**Records from a data source**:
-----

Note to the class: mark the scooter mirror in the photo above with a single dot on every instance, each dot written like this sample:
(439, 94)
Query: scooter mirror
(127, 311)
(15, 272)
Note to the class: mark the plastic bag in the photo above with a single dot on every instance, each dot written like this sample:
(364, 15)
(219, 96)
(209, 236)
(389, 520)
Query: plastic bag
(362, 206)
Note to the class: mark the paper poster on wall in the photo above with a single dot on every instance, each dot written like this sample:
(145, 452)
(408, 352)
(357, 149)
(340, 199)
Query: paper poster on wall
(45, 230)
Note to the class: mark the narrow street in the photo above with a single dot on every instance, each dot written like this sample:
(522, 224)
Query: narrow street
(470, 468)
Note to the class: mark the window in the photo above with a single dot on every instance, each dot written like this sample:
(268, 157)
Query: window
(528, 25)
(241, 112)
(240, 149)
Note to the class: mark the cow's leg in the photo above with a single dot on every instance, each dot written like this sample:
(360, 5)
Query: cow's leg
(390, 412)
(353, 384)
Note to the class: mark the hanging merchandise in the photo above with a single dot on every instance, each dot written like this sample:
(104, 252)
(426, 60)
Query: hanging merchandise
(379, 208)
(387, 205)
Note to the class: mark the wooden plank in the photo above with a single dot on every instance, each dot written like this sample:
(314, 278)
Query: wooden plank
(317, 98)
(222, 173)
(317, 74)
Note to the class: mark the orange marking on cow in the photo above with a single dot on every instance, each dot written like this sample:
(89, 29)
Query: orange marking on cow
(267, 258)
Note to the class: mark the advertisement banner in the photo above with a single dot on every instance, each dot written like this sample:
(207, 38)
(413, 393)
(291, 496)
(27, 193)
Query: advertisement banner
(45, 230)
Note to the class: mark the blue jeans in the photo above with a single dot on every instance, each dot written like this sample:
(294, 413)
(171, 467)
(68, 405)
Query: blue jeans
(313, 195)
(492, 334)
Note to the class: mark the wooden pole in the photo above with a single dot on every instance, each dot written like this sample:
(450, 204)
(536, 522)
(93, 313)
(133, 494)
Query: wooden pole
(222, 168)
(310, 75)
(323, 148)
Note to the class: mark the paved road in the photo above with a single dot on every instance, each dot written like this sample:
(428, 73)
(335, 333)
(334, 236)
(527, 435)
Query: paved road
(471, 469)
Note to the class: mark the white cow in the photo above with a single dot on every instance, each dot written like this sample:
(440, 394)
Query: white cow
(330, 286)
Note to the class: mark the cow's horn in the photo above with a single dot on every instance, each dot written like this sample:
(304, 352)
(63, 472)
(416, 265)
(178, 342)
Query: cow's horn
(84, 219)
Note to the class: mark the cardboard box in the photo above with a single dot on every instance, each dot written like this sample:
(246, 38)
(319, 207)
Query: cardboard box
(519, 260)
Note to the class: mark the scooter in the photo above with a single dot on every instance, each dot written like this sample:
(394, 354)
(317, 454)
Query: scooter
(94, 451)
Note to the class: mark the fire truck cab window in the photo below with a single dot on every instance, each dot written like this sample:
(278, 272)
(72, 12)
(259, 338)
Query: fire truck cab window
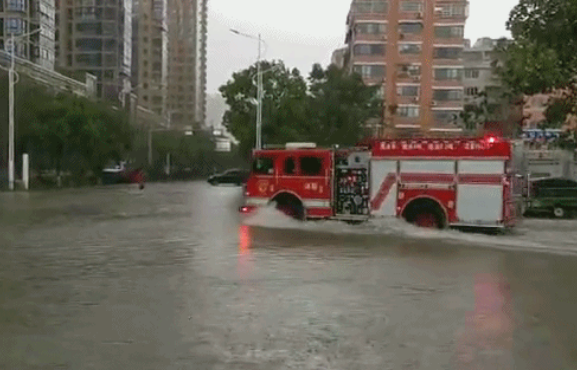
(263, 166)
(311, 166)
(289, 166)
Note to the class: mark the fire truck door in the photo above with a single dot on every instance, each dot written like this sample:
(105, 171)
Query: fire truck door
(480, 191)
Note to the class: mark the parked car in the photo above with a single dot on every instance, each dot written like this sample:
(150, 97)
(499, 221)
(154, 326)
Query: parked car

-----

**Aim of the task**: Print, exactly and only, the lines running from the one with "Query: fire truck door" to the end of the data above.

**Solution**:
Query: fire truck door
(480, 191)
Note to the class: mark the parked car in the photo above with a single dot on every instance, each dot written like this sample:
(150, 97)
(499, 221)
(154, 326)
Query: parked car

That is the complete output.